→ **PROMPT**: Write out the records once more, exactly, and keep any image out.

INPUT MATERIAL: Begin

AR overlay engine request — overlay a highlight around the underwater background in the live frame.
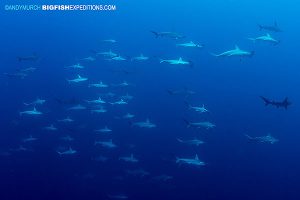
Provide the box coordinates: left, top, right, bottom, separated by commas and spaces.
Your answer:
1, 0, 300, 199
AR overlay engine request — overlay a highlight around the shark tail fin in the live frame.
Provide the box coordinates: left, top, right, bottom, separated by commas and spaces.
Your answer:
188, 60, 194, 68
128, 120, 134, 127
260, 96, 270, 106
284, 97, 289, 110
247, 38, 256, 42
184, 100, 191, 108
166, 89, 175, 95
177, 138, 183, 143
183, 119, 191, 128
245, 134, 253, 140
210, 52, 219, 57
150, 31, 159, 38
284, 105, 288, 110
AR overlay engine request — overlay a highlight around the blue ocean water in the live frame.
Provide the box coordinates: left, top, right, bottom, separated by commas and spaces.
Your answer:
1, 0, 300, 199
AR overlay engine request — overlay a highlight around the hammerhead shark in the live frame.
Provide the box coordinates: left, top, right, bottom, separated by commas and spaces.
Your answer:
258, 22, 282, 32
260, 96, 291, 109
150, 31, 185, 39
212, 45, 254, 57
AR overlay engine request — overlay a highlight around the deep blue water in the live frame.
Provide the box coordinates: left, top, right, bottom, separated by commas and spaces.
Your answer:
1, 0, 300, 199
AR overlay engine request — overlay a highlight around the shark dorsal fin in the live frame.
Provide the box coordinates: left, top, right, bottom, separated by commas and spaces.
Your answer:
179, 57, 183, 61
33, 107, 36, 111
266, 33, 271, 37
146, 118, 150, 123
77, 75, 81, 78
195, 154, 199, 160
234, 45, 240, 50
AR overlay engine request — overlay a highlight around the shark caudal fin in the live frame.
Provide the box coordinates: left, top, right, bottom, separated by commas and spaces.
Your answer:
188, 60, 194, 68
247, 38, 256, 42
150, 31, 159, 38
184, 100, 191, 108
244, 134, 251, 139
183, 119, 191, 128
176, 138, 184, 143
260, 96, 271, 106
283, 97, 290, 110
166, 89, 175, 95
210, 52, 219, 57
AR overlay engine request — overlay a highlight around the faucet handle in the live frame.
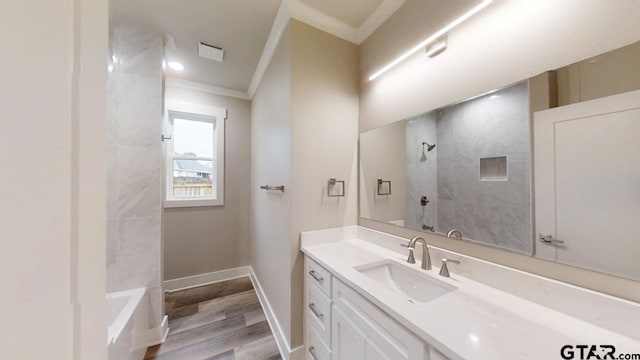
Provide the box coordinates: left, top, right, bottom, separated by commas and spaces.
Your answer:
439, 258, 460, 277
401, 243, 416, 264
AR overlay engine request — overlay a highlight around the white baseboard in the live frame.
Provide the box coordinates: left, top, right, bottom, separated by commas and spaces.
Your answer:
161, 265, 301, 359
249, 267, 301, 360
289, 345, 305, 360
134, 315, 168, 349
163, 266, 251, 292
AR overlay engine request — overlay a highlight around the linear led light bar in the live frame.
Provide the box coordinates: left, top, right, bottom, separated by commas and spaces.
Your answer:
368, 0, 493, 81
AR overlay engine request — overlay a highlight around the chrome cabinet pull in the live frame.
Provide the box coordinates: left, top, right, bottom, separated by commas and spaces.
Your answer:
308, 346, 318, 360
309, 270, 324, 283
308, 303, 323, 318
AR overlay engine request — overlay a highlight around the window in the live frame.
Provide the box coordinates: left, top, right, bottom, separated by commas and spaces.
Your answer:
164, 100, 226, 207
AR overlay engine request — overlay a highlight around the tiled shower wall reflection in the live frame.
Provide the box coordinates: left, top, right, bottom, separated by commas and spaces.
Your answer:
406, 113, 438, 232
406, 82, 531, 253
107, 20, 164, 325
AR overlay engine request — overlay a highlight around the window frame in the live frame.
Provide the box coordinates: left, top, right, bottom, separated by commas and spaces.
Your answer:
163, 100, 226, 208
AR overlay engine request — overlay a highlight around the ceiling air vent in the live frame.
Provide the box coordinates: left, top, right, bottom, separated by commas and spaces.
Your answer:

INPUT MATERIAL: End

→ **RESULT BELOW**:
AR overlay engine request — overlay a highlight around the underwater background in the live frame.
Provide the box coordinates: left, top, right, bottom, separated by commas and spaces.
Your answer:
1, 0, 300, 199
AR overlay engine request — overlay a highlight around the shark tail fin in the live frame.
Provide the box coordinates: left, top, right, bottom, separated by commas and spaces.
Your answer:
188, 60, 194, 68
128, 120, 134, 127
260, 96, 270, 106
284, 97, 289, 110
247, 38, 256, 42
184, 100, 191, 108
166, 89, 175, 95
177, 138, 183, 143
183, 119, 191, 128
245, 134, 253, 140
210, 52, 219, 57
150, 31, 159, 38
284, 105, 288, 110
AR overlay engine request — overlay a highlight around the blue ocean water in the live frame.
Provide the box coordinates: left, top, right, bottom, separated by commas and spaces.
Your answer:
1, 0, 300, 199
AR overlay engine request — overlay a highlight around the hammerhead shark in the live frame.
Provide the box coordinates: left, top, right, bottom, separated by commas and spaces.
Your answer:
258, 22, 282, 32
260, 96, 291, 109
150, 31, 185, 39
212, 45, 254, 57
AR overlay engine request — overlay a highlight around the deep blue water in the live frame.
Provide the box coordinates: left, top, right, bottom, separated by commas and spaces.
Your answer:
1, 0, 300, 199
AR overlay engine request — overlay a highlight around the shark dorsal fin in the live frame.
Provide the box coordinates: left, top, right, bottom, separated by commas and spaces.
Your answer:
179, 57, 183, 61
33, 107, 36, 111
266, 33, 271, 37
146, 118, 150, 123
77, 75, 81, 78
195, 154, 199, 160
234, 45, 240, 50
AR overlay engine request — overlay a highlight around the shark caudal fin in the live frame.
Provide the box coordinates: left, top, right, bottom, separated by commas and spaces.
Your answer:
188, 60, 194, 68
247, 38, 256, 42
150, 31, 159, 38
184, 100, 191, 108
244, 134, 251, 139
183, 119, 191, 128
176, 138, 184, 143
260, 96, 271, 106
283, 97, 290, 110
166, 89, 175, 95
210, 52, 219, 57
AR overlay engine request — overlay a highlight around the faucet handle in the live frame.
Provide the box coordinates: left, top, right, bottom, separated by commas and spaces.
Your answer:
439, 258, 460, 277
401, 243, 416, 264
AR overlay engine request — overlay a highlight around the white baseboard in the live frame.
Provide the box coordinates: left, top, right, bottom, separated by commas and spaces.
Your answer:
161, 265, 301, 359
249, 267, 301, 360
289, 345, 305, 360
134, 315, 168, 349
163, 266, 251, 292
AR overlay engine request — overlay a highlight around the linear led light bar in the live frame.
Provide the box coordinates: left, top, right, bottom, separated by commas and spaces.
Your answer:
368, 0, 493, 81
AR overlay engine request — overlay a highlight around the chrome cabinet pull in the live frame.
Provide the box coordinates: left, top, right, bottom, separated by commas and spaces.
Your answer:
308, 346, 318, 360
309, 270, 324, 283
308, 303, 323, 318
AR overlay engine request — overlay a highlight around the window in the live frame.
Provide the box coordinates: left, top, right, bottom, separated by commas and spaces.
Your answer:
164, 100, 226, 207
AR overlay engine request — overlay a highlight around the tiled shower wall reflection in the live frame.
Provide the box coordinates: left, top, right, bottom, separated by commas and spaces.
Your answer:
406, 113, 438, 232
406, 82, 531, 253
107, 20, 164, 325
AR overlay engine request — overlay a highlight around the window frame in the live frame.
Provide the box coordinates: left, top, right, bottom, separated by commas and spaces.
Your answer:
163, 100, 226, 208
AR overlay engine request — overlay a highlight around the ceiling air vent in the live frame.
Provide the box coordinates: left, top, right, bottom, separated by commas and spaces.
Your answer:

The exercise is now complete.